§ Kaynak
* * * * *

Esad Kıbrıs’ı bombalar mı?
İşte size bir Kıbrıs klasiği...
Ne diyorlar Kıbrıs adası için?
Stratejik...
Hangi açıdan?
Birilerinin çıkarı açısından...
Kıbrıslılar bakımından stratejik bir önemi var mı adanın peki?
Yahut söyle sorayım: Bu stratejik olmanın Kıbrıs’ta yaşayanlara sağladığı bir çıkar var mı?
Değil çıkar sağlaması, bir sürü olumsuzluğu da beraberinde getiriyor adanın bu şekilde algılanması...
Yani birilerinin stratejik çıkarları yüzünden Kıbrıslıların başı dertten kurtulmadı, kurtulmayacak gibi de gözüküyor!
**
1990’lı yıllarda bölgede iki önemli savaş yaşandı.
Hatta üç...
Biri Kuvey’te...
Diğer ikisi Irak’ta...
Her üç savaşta da Kıbrıs işin içindeydi.
Nasıl?
Ne Yunanistan tarafı bu savaşlarda, ne de Türkiye...
Kıbrıs’ın iki tarafı da ‘kayıtsız’ durmuştu.
Amma ve lakin ‘bizim’ olan bu memlekette başka ‘egemen’ güçler de vardı.
Ağrotur ve Dikelya Üsleri ne zaman bölgede silah sesi duyulsa alarma geçer.
Alarma geçmekle kalsa birşey değil...
Savaş uçakları hemen inip kalkmaya başlar.
İngiltere, ‘müttefik kuvvetler’ adına Kıbrıs’taki İngiliz üslerini savaşta alenen kullanıyor.
Geçen yıl Libya’da Kaddafi devrilirken de Kıbrıs’taki üsler devredeydi.
Ve şimdi son örnek Suriye...
**
Beşşar Esad kimyasal silah kullandı mıydı, kullanmadı mıydı?
Biz Kıbrıslıların boyu böyle sorulara cevap verecek kadar uzun değil.
Zaten kimse de fikrimizi sormadı, sormaz da...
Bu işleri ‘büyük’ devletler pişirir, bölgesel ‘güç’leri yanına alır, sonra savaşa sokar. ‘Büyük’ güçler gün ağarırken ve tarumar edilen, insanların öldüğü bölgeden çekildiği vakit, ‘bölgesel güç’ler komşularıyla başbaşa kalır.
Sadece sınırların ayırdığı, çoğunluğu akraba olan insanların arasına husumetler girer ve nesiller boyu fanatizm kendi kendini besler, büyütür.

* * * * *

§ Alıntılanan veriler
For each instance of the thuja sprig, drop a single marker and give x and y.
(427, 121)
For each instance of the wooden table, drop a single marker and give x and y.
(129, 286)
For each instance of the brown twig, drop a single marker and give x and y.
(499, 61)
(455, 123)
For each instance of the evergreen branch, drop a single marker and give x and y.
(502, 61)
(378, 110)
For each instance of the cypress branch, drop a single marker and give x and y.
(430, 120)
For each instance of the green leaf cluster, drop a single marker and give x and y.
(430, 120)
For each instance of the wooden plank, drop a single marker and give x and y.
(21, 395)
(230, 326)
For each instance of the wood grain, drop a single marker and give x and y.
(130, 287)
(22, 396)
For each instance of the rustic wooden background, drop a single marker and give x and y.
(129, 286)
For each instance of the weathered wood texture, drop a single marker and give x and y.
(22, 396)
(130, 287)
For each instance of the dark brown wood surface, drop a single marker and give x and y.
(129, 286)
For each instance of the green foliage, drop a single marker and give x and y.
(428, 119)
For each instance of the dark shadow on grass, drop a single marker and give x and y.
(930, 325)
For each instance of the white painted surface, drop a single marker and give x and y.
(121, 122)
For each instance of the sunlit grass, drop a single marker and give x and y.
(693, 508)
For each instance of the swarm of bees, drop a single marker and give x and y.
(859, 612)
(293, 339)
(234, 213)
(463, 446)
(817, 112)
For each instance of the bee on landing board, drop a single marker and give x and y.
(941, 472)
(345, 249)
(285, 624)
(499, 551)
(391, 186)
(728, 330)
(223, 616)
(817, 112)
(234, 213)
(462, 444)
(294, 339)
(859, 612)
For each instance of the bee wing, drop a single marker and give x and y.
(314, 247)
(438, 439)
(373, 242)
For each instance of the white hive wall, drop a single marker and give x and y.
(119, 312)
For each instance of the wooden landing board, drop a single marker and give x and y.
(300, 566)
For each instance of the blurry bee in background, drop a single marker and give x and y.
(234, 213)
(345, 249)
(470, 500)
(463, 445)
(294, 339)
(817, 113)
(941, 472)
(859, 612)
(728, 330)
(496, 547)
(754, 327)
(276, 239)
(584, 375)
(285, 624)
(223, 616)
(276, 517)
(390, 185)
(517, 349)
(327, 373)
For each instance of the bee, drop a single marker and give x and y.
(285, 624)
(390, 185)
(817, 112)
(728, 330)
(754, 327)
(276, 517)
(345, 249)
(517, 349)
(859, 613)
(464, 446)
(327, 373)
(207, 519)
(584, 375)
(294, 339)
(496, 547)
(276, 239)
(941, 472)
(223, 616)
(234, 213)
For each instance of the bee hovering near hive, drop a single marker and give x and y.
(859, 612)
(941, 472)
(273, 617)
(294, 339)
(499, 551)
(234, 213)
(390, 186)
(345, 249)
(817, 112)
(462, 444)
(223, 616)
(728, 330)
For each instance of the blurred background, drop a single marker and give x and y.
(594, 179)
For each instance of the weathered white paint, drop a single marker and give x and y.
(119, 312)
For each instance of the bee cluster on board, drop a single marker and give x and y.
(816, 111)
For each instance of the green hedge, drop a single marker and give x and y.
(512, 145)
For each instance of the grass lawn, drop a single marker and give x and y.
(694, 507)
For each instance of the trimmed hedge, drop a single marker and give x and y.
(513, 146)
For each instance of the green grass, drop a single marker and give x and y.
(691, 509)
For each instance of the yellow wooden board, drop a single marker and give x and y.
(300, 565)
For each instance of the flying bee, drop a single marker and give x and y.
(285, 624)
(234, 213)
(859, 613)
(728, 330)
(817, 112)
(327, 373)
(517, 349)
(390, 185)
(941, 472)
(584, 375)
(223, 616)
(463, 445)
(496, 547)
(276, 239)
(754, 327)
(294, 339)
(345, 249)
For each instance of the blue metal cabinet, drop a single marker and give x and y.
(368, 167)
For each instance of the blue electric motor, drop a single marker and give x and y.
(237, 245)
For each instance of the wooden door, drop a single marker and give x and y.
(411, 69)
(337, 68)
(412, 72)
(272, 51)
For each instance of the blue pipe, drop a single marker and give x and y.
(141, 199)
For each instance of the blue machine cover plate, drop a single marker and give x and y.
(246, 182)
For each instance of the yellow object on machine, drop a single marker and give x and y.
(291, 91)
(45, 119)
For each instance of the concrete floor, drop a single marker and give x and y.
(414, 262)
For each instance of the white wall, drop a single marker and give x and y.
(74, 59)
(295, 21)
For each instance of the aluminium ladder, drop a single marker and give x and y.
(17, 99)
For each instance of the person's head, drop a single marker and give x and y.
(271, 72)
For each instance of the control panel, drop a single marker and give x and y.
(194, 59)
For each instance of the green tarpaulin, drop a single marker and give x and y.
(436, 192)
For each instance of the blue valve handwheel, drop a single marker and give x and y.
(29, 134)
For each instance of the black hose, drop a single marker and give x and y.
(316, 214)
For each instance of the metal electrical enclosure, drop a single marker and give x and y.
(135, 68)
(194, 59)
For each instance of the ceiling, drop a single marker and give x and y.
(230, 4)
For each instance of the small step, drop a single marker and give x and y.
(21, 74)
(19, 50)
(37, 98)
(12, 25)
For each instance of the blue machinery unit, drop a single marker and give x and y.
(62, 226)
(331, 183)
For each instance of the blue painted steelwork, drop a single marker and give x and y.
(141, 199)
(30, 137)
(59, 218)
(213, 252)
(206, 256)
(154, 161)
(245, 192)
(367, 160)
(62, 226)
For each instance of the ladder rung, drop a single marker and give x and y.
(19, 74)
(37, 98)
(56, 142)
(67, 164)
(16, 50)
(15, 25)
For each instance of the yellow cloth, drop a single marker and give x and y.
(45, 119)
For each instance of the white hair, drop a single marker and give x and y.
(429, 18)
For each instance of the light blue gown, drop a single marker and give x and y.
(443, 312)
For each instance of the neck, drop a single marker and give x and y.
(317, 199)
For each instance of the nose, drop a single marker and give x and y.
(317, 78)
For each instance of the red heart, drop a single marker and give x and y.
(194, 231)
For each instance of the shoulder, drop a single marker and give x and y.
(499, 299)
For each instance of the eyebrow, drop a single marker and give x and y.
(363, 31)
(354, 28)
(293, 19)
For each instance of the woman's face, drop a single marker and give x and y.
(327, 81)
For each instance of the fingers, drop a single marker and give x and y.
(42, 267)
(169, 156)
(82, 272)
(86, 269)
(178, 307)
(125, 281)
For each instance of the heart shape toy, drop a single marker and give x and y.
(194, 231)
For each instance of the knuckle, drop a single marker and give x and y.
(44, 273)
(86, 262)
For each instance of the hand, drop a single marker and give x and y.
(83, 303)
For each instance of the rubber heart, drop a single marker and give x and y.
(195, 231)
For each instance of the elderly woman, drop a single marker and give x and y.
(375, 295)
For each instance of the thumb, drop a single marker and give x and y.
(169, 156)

* * * * *

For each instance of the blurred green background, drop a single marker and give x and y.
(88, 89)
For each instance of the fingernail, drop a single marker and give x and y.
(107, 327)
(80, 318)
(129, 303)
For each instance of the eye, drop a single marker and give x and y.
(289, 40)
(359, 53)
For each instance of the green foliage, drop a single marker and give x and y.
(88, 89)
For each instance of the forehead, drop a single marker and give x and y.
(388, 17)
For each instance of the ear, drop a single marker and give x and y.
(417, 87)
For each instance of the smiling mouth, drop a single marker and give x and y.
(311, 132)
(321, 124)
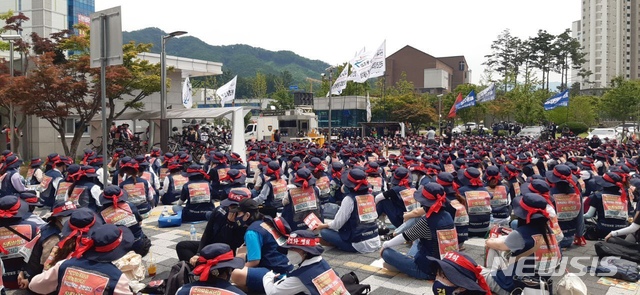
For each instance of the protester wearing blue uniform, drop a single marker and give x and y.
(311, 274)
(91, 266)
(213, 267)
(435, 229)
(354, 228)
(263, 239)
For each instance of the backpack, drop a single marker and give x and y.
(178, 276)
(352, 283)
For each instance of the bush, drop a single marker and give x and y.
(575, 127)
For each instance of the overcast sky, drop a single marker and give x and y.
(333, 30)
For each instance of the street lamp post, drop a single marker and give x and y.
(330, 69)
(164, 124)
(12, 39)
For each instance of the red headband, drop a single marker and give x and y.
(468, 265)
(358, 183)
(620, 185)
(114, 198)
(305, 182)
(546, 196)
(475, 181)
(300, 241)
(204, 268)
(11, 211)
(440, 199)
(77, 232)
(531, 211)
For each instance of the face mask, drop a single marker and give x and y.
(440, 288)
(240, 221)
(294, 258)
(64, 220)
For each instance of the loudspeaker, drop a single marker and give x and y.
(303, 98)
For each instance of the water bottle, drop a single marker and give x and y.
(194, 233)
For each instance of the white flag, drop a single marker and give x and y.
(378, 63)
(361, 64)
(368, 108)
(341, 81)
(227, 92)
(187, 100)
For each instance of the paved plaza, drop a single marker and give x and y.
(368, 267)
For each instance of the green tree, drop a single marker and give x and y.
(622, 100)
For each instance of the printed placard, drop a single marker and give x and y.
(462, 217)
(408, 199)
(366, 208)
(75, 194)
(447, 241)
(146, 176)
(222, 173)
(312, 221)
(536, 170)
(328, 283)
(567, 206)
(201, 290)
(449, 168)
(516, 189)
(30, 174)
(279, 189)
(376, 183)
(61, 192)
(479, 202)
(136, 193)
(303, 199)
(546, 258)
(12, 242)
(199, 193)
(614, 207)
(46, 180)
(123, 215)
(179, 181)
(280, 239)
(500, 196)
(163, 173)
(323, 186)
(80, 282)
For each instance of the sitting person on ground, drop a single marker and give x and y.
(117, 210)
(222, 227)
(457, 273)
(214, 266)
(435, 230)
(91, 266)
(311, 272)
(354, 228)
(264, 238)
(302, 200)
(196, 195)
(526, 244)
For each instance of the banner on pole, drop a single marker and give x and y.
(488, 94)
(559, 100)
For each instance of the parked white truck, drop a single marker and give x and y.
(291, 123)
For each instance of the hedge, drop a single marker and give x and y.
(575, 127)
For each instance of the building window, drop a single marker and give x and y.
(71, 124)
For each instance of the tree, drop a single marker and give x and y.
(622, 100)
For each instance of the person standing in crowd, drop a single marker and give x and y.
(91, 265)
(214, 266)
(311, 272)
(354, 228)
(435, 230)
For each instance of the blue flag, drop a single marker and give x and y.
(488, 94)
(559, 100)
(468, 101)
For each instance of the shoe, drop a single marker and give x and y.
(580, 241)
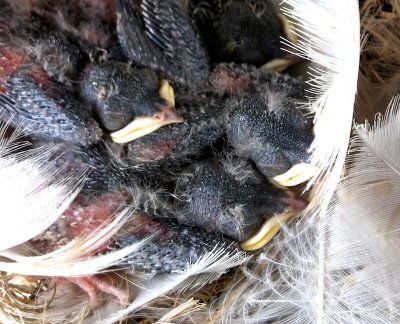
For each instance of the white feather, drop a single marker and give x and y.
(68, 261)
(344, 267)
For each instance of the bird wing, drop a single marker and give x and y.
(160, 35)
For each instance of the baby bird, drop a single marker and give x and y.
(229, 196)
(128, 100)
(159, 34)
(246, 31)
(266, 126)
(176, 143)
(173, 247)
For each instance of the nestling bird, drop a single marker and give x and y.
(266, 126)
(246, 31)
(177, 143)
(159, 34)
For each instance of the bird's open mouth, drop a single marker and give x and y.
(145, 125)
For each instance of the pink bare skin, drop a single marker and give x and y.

* * * * *

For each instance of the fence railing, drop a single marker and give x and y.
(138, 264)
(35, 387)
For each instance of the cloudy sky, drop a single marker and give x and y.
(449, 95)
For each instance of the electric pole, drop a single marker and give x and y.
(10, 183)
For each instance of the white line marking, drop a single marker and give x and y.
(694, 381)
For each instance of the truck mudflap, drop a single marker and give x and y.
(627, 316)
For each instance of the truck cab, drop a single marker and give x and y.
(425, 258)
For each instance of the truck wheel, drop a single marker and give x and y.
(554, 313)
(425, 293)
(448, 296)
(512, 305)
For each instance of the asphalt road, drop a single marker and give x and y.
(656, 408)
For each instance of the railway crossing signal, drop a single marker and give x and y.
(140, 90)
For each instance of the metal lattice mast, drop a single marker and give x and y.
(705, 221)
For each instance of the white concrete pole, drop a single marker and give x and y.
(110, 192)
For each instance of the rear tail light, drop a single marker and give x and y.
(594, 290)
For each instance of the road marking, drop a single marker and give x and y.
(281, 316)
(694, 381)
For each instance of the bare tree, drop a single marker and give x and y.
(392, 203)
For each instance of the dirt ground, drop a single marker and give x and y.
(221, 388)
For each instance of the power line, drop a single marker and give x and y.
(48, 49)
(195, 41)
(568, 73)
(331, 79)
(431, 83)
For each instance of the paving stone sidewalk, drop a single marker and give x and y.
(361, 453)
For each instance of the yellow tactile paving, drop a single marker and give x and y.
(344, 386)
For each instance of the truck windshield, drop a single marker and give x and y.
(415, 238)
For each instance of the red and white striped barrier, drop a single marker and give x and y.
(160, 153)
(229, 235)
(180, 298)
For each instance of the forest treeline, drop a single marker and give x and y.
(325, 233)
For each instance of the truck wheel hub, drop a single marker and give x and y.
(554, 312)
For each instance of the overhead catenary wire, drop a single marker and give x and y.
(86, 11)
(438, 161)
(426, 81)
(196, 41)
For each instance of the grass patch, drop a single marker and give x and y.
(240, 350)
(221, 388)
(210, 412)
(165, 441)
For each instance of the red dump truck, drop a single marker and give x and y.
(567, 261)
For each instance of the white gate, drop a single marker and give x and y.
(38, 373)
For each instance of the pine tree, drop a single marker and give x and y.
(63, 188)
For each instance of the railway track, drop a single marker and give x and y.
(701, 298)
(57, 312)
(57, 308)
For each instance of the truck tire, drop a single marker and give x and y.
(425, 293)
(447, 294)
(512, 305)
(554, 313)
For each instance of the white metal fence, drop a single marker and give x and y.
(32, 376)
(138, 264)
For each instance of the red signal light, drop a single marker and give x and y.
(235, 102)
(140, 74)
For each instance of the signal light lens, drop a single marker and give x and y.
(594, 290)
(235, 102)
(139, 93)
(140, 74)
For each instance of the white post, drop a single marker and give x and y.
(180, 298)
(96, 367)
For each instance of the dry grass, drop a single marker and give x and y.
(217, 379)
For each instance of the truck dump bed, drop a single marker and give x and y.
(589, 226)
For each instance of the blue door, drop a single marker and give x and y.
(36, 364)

* * * * *

§ Görevler
1 > Kayıtlarda "For each instance of the bird wing, drop" içeren satırdan başlayıp "For each instance of the pink" içeren satıra kadar giden satırları, iki uç da dahil olmak üzere talimat satırlarıyla birlikte yeniden yazın. Bu satırlarda yalnızca cevaplardaki koordinatları 0,95 ile çarpın ve tam sayıya yuvarlayın; yarımları yukarı yuvarlayın.
2 > Kıbrıs'taki İngiliz üsleri ve Suriye üzerine olan yazının devamını, son cümlesinden sonra gelecek şekilde yazın.

§ Alıştırma cevapları
1 >
For each instance of the bird wing, drop a single marker and give x and y.
(152, 33)
For each instance of the baby bird, drop a single marker and give x and y.
(218, 186)
(122, 95)
(151, 32)
(234, 29)
(253, 120)
(167, 136)
(164, 235)
For each instance of the nestling bird, drop a single marker and give x and y.
(253, 120)
(234, 29)
(168, 136)
(151, 32)
For each instance of the bird's open mouth, drop a single marker and give x and y.
(138, 119)
For each instance of the pink bare skin, drop a single marker and give x and y.

2 >
Şimdi bizim fikrimizi kimse sormuyor ama Kıbrıs adası Suriye’ye müdahale etmeye hazırlanan Batılı müttefiklerin ‘savaş gemisi’ olarak kullanılmak üzere...
Bunun anlamı şu: Bölgede akacak kanın önemli bir kısmı, Kıbrıs adasından kalkacak uçaklardan atılacak bombaların eseri olacak!
**
50 senedir Kıbrıs’ta çözüm masasına oturan liderlerin en çetrefil konusu değil midir egemenlik?
Öyledir.
Nedir egemenlik peki?
Toprağın, denizin ve havanın ‘efendisi’ olmak.
Adayı egemenlik bakımından pay edemiyoruz bir türlü...
Oysa ‘tam egemen’ durumdaki İngiliz Üsleri ‘gereğini’ yapıyor her zaman...
Suriye’nin başına bomba yağdıracak uçaklar bizim Leymosun’dan, egemen Ağrotur Üssü’nden kalkacak.
Bir şekilde Kıbrıs adası savaşın içinde olacak demek değilse nedir bu?
Peki, Beşşar Esad burnunun dibindeki Kıbrıs’tan kalkan uçaklar nedeniyle burayı ‘vurulacak hedef’ listesine koyarsa haksız olur mu?
Haksız olsa ne yazar!
O listeye girdiğimiz vakit ne olacağını tahmin edebilen var mıdır acaba?
‘Egemenlik’ kavgası veren Eroğlu ve Anastasiadis versin bu sorunun yanıtını!..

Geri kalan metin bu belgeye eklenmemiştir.